== EXERCISES TO COMPLETE ==
**A.** Update the lines in the records that begin with the one containing "overhang in this lobby camera frame." and end with the one containing "[160,317,351,532]". Change "lobby camera frame" to "street camera frame", leave everything else as it is, and return only those lines.
**B.** Write what comes next in the passage on Catholic sights in London, picking up after its final sentence.

== SELECTED PASSAGE ==
BEGIN

At any rate, before going to the Good Friday service, we saw to our amazement an excellent Passion Play in Trafalgar Square. It was put on by the Wintershall Players, a company located at the estate of the same name, owned by Catholic author-director Peter Hutley. A retired businessman and local politician, Hutley and his wife have devoted themselves to Christian theatre. It was a grueling performance, as Passion Plays should be – and completely true to the Gospel accounts. To see it in the ceremonial heart of Britain, the Commonwealth, and in a sense, the entire Anglosphere was a reminder of the Kinship of Christ over the entire world – especially fitting on that day. Poignantly, nearby stands the equestrian statue of King Charles I, murdered by Parliament in 1649 for his refusal to accept abolition of bishops in the Church of England, his negotiations with Rome for reunion, and his defence of the peasant whom the oligarchs supporting his enemies were driving off the land. Not far away is the Banqueting House, in front of which the “White King” was beheaded.

The Tower of London, dating in part to 1078

There is so much for the Catholic to see in London; books can and have been written about it. Westminster Cathedral, of course, and Brompton Oratory, to be sure. As a member of the Ordinariate and the Royal Stuart Society, this writer always tries to fit in at least one Mass at the Church of the Assumption and St. Gregory on Warwick Street – principal church of the former body, and sacred to the latter because of its Jacobite connexions. There is Tyburn Convent, with its collections of martyrs’ relics, so close to the hill where so many died for Christ. But there is also Westminster Abbey (ask to venerate the Shrine of St. Edward the Confessor, one of two to survive the Protestant revolt intact) with its tombs of Mary I and Mary Queen of Scots (the latter also a Servant of God), and the Coronation Chair in which so many Catholic Monarchs have been crowned and anointed – and last used by Charles III this year. The Tower of London has much to show as well, but the bodies of Ss. John Fisher and Thomas More are entombed there in the Chapel Royal of St. Peter ad Vincula – fitting, given the Papal Supremacy for which they died.

END

== PROVIDED RECORDS ==
BEGIN

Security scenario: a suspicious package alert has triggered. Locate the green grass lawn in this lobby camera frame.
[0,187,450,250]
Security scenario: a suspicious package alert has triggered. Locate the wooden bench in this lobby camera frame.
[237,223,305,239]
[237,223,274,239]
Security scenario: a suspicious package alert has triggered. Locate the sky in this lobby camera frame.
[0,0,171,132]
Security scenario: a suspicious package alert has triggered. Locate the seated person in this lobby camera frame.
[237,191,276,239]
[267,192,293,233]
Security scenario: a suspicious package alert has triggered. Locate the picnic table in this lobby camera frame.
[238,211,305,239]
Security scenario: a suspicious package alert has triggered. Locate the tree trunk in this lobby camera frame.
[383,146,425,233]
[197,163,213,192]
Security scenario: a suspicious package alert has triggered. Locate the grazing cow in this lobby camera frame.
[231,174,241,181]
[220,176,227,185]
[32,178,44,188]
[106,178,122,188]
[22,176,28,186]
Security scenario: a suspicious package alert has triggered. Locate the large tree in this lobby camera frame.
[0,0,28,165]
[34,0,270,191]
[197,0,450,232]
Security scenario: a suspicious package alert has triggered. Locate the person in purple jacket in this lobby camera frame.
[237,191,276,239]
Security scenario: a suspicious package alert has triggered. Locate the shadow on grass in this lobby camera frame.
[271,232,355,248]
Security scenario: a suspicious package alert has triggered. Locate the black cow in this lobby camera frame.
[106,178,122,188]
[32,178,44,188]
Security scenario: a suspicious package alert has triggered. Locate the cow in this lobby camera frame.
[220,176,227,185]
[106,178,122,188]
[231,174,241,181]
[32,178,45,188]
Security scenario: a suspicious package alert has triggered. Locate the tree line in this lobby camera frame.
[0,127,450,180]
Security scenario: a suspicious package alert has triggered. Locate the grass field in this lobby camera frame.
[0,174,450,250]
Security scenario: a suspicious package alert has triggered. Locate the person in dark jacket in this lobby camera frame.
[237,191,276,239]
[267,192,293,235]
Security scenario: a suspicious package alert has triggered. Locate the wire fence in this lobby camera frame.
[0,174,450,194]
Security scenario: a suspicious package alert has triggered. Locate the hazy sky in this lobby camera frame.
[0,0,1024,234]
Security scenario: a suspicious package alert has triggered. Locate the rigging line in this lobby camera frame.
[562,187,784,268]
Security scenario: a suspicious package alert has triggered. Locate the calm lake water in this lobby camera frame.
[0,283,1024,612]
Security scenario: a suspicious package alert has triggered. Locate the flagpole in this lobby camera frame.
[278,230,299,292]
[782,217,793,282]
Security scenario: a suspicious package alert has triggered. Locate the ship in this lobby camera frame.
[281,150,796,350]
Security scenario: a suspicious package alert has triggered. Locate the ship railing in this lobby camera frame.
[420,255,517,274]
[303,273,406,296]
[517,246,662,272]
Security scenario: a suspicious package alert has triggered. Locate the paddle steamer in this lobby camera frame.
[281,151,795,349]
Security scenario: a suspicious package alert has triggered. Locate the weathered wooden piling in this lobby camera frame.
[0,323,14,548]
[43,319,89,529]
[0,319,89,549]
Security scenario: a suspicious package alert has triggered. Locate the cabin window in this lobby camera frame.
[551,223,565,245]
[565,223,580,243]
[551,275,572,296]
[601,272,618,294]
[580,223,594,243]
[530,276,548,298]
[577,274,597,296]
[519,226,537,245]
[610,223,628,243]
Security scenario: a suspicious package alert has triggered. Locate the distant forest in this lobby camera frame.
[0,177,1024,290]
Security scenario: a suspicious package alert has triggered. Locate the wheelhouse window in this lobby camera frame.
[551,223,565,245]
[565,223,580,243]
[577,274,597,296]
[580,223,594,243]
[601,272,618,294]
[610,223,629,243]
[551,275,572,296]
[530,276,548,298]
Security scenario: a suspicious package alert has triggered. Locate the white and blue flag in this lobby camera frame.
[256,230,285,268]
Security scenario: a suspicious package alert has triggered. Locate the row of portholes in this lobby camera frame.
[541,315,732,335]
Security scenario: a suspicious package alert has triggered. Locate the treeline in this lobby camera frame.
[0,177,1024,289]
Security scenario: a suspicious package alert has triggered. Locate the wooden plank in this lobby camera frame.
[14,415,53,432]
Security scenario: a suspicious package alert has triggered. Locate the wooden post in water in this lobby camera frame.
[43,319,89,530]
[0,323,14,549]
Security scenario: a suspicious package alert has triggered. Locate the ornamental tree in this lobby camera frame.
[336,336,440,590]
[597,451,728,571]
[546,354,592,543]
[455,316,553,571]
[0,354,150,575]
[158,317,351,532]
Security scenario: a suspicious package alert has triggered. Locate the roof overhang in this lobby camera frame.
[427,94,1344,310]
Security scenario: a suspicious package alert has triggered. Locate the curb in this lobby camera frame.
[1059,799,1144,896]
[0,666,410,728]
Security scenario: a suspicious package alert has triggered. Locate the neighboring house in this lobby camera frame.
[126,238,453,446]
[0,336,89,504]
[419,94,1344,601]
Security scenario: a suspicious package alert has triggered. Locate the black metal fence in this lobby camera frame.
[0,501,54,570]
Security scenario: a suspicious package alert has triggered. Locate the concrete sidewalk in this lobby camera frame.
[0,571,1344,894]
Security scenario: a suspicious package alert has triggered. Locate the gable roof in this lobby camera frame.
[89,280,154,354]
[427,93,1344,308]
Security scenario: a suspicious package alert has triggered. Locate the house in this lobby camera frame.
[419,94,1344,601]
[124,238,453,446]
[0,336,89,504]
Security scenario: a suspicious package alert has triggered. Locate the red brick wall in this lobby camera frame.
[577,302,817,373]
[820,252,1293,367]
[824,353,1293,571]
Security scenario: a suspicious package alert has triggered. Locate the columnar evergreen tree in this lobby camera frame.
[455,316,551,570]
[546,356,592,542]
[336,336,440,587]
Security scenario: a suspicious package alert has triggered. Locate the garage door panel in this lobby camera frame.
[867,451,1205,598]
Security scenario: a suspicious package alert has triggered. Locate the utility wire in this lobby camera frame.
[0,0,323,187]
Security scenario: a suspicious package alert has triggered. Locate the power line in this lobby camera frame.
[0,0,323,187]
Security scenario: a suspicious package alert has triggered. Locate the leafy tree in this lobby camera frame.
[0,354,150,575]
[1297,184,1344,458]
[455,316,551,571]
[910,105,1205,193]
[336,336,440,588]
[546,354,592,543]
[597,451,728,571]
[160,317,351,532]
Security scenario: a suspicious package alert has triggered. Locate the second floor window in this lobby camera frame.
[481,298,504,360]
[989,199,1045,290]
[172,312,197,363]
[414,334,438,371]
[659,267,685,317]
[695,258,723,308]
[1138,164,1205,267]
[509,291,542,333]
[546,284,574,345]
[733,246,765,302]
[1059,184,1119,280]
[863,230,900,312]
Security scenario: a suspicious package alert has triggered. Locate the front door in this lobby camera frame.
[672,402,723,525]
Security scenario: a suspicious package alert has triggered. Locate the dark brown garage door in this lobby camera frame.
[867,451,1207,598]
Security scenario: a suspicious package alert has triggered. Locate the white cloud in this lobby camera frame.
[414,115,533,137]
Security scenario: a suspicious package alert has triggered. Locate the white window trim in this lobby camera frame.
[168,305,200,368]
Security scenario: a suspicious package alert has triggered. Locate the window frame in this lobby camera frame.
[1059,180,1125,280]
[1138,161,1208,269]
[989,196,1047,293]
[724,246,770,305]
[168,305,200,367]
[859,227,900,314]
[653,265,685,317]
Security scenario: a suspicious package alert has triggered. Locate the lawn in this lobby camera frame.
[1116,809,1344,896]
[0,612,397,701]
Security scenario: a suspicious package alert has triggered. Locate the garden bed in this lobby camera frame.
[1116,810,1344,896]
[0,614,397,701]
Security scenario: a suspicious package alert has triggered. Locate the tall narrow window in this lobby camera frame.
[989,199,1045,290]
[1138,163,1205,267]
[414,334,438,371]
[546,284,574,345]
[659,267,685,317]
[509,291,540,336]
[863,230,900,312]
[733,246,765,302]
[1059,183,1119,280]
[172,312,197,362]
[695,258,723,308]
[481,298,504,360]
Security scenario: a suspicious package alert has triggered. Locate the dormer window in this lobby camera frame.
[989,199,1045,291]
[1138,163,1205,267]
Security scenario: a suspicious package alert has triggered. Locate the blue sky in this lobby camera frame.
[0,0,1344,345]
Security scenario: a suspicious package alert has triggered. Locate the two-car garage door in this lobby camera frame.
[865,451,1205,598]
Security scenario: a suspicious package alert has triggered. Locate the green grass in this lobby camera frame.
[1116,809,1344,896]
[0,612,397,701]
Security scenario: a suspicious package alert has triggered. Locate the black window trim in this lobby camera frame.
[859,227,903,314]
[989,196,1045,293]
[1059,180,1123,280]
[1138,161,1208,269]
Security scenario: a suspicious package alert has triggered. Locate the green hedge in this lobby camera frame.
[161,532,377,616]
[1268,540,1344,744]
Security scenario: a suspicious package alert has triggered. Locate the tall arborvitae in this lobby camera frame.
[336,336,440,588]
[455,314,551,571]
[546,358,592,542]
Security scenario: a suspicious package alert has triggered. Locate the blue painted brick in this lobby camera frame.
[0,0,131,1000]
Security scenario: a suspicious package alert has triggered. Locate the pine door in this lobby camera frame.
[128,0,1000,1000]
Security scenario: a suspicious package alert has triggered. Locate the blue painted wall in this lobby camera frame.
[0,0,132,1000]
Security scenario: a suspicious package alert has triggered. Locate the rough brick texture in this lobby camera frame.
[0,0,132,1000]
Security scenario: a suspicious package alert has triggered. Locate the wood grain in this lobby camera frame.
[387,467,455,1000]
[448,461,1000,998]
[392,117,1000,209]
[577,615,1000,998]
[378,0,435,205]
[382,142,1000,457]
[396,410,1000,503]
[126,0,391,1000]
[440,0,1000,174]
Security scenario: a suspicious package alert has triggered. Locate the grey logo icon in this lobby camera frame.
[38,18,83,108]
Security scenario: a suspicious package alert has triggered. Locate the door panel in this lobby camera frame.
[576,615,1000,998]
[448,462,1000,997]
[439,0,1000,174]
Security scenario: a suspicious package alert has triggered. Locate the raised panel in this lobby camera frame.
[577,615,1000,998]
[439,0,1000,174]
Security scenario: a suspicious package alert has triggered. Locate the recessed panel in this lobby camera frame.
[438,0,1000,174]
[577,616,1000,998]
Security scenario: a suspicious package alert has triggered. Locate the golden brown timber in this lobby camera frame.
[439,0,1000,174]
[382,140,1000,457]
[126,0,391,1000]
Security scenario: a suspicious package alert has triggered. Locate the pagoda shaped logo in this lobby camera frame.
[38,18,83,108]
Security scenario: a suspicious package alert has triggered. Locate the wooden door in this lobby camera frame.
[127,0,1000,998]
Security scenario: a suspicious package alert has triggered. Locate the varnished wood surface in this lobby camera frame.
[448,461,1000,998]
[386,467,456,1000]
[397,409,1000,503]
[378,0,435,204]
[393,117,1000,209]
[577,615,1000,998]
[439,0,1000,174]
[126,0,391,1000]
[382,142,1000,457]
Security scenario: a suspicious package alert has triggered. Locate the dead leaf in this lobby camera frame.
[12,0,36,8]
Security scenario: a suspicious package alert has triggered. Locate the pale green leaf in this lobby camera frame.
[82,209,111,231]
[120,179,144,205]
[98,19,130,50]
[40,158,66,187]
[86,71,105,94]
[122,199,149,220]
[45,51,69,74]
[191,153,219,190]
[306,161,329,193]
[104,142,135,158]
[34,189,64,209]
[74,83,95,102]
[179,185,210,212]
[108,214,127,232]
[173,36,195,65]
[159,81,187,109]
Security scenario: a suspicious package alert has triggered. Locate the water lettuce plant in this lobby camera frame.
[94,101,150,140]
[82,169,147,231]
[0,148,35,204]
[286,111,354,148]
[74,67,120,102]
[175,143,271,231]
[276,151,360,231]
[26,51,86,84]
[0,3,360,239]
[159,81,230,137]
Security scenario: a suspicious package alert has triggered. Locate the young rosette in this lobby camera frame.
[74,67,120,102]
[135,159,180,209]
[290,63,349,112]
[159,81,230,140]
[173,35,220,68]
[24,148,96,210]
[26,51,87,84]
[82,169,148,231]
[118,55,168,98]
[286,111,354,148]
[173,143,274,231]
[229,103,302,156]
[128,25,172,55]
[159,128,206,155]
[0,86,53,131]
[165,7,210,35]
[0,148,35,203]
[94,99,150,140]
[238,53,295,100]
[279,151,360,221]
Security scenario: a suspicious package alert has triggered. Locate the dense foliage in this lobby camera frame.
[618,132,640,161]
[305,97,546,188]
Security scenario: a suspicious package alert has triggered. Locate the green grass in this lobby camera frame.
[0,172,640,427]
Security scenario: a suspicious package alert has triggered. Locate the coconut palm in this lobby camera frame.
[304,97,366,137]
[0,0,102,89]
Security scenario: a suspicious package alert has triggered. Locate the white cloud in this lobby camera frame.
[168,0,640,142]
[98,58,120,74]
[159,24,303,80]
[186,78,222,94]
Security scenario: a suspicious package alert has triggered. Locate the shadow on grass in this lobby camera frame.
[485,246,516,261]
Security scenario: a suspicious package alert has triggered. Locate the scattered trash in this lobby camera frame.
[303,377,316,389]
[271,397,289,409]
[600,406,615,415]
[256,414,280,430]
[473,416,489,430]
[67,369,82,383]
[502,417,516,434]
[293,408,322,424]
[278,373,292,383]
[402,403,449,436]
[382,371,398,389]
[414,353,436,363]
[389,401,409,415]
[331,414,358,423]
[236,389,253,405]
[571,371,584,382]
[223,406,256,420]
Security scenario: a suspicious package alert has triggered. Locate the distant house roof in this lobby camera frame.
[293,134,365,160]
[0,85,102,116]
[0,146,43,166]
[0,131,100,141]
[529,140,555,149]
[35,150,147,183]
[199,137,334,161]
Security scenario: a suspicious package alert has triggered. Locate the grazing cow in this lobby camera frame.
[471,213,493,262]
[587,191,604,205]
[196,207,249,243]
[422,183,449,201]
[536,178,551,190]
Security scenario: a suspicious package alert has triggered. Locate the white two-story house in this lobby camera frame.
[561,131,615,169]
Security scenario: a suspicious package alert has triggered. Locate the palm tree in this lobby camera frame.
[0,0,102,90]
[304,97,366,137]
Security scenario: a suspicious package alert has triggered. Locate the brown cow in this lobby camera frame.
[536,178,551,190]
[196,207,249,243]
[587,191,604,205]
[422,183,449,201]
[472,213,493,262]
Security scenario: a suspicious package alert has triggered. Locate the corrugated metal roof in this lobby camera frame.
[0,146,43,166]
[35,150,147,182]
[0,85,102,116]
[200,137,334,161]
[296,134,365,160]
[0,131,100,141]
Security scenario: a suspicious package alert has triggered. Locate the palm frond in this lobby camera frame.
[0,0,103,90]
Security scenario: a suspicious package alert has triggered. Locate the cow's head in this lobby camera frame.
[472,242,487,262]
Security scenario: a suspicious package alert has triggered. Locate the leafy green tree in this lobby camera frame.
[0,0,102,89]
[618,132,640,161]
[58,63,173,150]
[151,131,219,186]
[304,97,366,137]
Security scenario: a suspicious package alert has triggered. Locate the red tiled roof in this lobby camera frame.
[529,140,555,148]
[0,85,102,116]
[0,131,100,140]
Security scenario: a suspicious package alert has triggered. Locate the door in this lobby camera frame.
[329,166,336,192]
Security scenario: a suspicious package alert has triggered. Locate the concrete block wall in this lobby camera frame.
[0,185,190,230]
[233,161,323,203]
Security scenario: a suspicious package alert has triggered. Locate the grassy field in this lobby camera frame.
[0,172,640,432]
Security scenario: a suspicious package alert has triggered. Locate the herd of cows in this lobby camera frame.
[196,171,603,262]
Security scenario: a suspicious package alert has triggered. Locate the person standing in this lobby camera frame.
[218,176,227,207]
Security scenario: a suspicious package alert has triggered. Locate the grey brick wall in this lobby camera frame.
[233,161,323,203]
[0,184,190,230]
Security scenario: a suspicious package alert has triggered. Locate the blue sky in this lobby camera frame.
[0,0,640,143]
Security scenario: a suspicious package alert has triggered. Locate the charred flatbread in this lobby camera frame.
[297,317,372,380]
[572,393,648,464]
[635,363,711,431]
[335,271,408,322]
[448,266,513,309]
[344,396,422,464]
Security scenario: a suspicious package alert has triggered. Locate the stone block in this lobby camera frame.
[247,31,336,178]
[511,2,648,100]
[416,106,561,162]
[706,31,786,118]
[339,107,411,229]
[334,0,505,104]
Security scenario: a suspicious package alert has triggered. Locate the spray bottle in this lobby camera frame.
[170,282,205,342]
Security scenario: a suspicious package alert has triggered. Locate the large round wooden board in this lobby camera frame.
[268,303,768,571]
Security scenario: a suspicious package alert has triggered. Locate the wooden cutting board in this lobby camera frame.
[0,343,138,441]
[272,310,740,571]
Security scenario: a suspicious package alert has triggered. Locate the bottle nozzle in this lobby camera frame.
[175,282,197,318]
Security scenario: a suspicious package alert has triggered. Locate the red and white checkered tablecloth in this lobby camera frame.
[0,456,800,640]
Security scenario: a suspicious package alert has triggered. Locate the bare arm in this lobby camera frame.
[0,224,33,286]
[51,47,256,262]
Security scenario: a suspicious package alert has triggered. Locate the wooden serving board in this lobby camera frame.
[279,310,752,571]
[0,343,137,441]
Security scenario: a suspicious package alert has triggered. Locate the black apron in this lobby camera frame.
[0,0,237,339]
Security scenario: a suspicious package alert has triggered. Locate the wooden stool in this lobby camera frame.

END

== RESPONSES BY TASK ==
**A.**
Security scenario: a suspicious package alert has triggered. Locate the roof overhang in this street camera frame.
[427,94,1344,310]
Security scenario: a suspicious package alert has triggered. Locate the curb in this street camera frame.
[1059,799,1144,896]
[0,666,410,728]
Security scenario: a suspicious package alert has triggered. Locate the neighboring house in this street camera frame.
[126,238,453,446]
[0,336,89,504]
[419,94,1344,601]
Security scenario: a suspicious package alert has triggered. Locate the black metal fence in this street camera frame.
[0,501,54,570]
Security scenario: a suspicious package alert has triggered. Locate the concrete sidewalk in this street camera frame.
[0,571,1344,894]
Security scenario: a suspicious package alert has triggered. Locate the gable roof in this street camera frame.
[89,280,154,354]
[427,93,1344,308]
Security scenario: a suspicious package alert has triggered. Locate the house in this street camera frame.
[419,94,1344,601]
[124,238,453,446]
[0,336,89,504]
Security scenario: a suspicious package alert has triggered. Locate the red brick wall in this street camera frame.
[577,302,817,373]
[820,252,1293,367]
[824,353,1293,571]
Security scenario: a suspicious package alert has triggered. Locate the columnar evergreen tree in this street camera frame.
[455,316,551,570]
[546,356,592,542]
[336,336,440,587]
Security scenario: a suspicious package alert has triggered. Locate the garage door panel in this street camera frame.
[867,451,1205,598]
Security scenario: a suspicious package alert has triggered. Locate the utility wire in this street camera frame.
[0,0,323,187]
Security scenario: a suspicious package alert has triggered. Locate the power line in this street camera frame.
[0,0,323,187]
Security scenario: a suspicious package alert has triggered. Locate the leafy tree in this street camera frame.
[0,354,150,575]
[1297,184,1344,458]
[455,316,551,571]
[910,105,1205,193]
[336,336,440,588]
[546,354,592,543]
[597,451,728,571]
[160,317,351,532]

**B.**
Palace of Westminster, Big Ben, and Westminster Bridge as seen from the south bank of the River Thames.

Easter Monday morning, we were given a tour of the Houses of Parliament, co-designed after the 1834 fire by Catholic convert Augustus Pugin. Splendid as they are, however (and I could not help but compare the House of Lords to the much simpler one in Dublin), Westminster Hall, the only part of the Medieval palace to survive the fire, really moves the heart – thinking of the many saints and heroes who trod its floors. Most impressive was the chapel of St. Mary’s Undercroft, which after many centuries again hosts a weekly Catholic Mass. We then had lunch at Ye Olde Cheshire Cheese on Fleet Street, where, ever since Doctor Johnson and his friends began celebrating in the 18th century, various renowned literary circles have met. After viewing the good doctor’s nearby house, it was time to leave for Oxford.

The “City of dreaming spires,” “home of lost causes,” Oxford in many ways epitomises Logres. The University sheltered Roger Bacon, numerous Recusants, Cavaliers (King Charles I kept court during the Civil Wars at Christchurch College), Jacobites, and of course was the birthplace of Anglo-Catholicism in the “Oxford Movement.” Most famously, of course, in the last century were the Inklings – Tolkien, Lewis, and Williams. All have left their mark on this lovely city – in its churches, colleges (especially the chapels thereof), and pubs. The soul of Catholic Oxford is surely the Oratory, with its Relics Chapel; but the Dominican house, Blackfriars, where Tolkien served a requiem Mass for Williams, has furnishings by Eric Gill. The now-shuttered-but-supposed-to-reopen Eagle and Child and the Lamb and Flag are the two pubs most associated with the literary trio. Oxford’s Ordinariate group, which they surely would have approved of, meets at Holy Rood. Indeed, searchers after the “Other” England could spend as much time here as in London.

We could not, however, but had to leave for the Midlands. There is much to see there as well. Birmingham boasts its Catholic cathedral, also designed by Pugin; the Birmingham Oratory, with its Newman shrine and Tolkien memories; and Aston Hall, prototype of Washington Irving’s Christmas stories of “Bracebridge Hall,” which fired the imagination of a young Charles Dickens, and led directly to the rebirth of the feast throughout the Anglosphere. Leicester has its memories of the recently re-interred Richard III, whose admirers around the world man the Society named after him. Derby boasts Jacobite monuments and exhibits, as the furthest southern spot reached by Bonnie Prince Charlie in 1745. The seeker after Robin Hood must visit Nottingham for its Castle, and the oldest pub in the Country, the Old Trip to Jerusalem; thence into the wilds of Sherwood Forest, its ancient “Major Oak,” where his merry men disported, and Edwinstowe, at whose church the robber and upholder of King Richard’s rights married Maid Marian.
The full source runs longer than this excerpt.